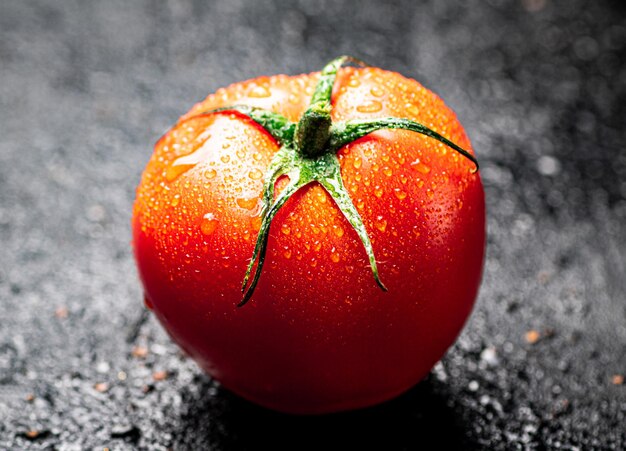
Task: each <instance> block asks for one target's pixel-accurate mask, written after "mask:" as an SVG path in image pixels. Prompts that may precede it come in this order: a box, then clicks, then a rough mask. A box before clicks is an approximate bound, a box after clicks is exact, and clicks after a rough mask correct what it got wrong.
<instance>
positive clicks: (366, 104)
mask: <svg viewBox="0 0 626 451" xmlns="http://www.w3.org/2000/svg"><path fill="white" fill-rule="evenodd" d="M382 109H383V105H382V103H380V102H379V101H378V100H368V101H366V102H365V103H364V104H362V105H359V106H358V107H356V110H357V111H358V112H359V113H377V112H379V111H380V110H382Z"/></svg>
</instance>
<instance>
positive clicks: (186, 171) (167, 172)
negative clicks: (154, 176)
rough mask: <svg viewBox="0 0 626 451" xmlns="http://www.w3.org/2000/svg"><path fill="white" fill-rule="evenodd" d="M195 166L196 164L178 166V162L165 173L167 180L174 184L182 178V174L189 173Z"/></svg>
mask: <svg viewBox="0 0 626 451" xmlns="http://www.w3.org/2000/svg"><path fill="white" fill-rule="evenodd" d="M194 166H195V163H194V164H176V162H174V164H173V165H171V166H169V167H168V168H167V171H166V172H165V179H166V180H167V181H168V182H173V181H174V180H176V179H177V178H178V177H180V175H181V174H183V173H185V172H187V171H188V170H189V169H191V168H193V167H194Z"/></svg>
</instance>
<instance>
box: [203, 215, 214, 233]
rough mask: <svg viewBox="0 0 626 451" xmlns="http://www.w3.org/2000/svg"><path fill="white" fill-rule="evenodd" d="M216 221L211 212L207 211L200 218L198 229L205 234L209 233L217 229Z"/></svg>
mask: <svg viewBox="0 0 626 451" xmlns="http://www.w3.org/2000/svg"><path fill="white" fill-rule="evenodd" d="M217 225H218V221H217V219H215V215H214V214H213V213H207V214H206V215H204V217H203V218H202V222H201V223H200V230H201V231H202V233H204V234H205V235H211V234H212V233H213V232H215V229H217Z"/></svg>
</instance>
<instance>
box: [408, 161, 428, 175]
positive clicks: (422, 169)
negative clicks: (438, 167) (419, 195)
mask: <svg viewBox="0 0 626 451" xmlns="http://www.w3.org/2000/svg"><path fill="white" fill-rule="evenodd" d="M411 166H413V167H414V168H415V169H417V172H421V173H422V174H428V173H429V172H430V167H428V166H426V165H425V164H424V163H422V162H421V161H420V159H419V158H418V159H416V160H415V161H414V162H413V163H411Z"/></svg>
+ + + + + + +
▶ _What you will do_
Repeat every entry exactly. Do not include the pictures.

▶ _Result_
Task: each <instance> block asks for one target's pixel-accurate mask, written after "mask:" as an SVG path in image pixels. Prompts that may precede it come in this order: a box, then clicks, then a rough mask. A box before clicks is an approximate bound, a box after clicks is exact, and clicks after a rough mask correct what it got wrong.
<instance>
positive clicks: (366, 104)
mask: <svg viewBox="0 0 626 451" xmlns="http://www.w3.org/2000/svg"><path fill="white" fill-rule="evenodd" d="M382 109H383V105H382V103H380V102H379V101H378V100H368V101H366V102H365V103H364V104H362V105H359V106H358V107H356V110H357V111H358V112H359V113H377V112H379V111H380V110H382Z"/></svg>
</instance>
<instance>
positive clicks: (186, 171) (167, 172)
negative clicks: (154, 176)
rough mask: <svg viewBox="0 0 626 451" xmlns="http://www.w3.org/2000/svg"><path fill="white" fill-rule="evenodd" d="M195 166L196 164L178 166V162L165 173L167 180L174 184L182 178V174L189 173Z"/></svg>
mask: <svg viewBox="0 0 626 451" xmlns="http://www.w3.org/2000/svg"><path fill="white" fill-rule="evenodd" d="M194 166H195V163H194V164H176V162H174V164H173V165H171V166H169V167H168V168H167V171H166V172H165V179H166V180H167V181H168V182H173V181H174V180H176V179H177V178H178V177H180V175H181V174H183V173H185V172H187V171H188V170H189V169H191V168H193V167H194Z"/></svg>
</instance>
<instance>
box: [203, 215, 214, 233]
rough mask: <svg viewBox="0 0 626 451" xmlns="http://www.w3.org/2000/svg"><path fill="white" fill-rule="evenodd" d="M216 221L211 212L207 211L200 218L198 229L205 234L209 233L217 229Z"/></svg>
mask: <svg viewBox="0 0 626 451" xmlns="http://www.w3.org/2000/svg"><path fill="white" fill-rule="evenodd" d="M217 225H218V221H217V219H215V215H214V214H213V213H207V214H206V215H204V217H203V218H202V222H201V223H200V230H201V231H202V233H204V234H205V235H211V234H212V233H213V232H215V229H217Z"/></svg>
</instance>
<instance>
box: [408, 161, 428, 175]
positive clicks: (422, 169)
negative clicks: (438, 167) (419, 195)
mask: <svg viewBox="0 0 626 451" xmlns="http://www.w3.org/2000/svg"><path fill="white" fill-rule="evenodd" d="M411 166H413V167H414V168H415V169H417V172H421V173H422V174H428V173H429V172H430V167H428V166H426V165H425V164H424V163H422V162H421V161H420V159H419V158H418V159H416V160H415V161H414V162H413V163H411Z"/></svg>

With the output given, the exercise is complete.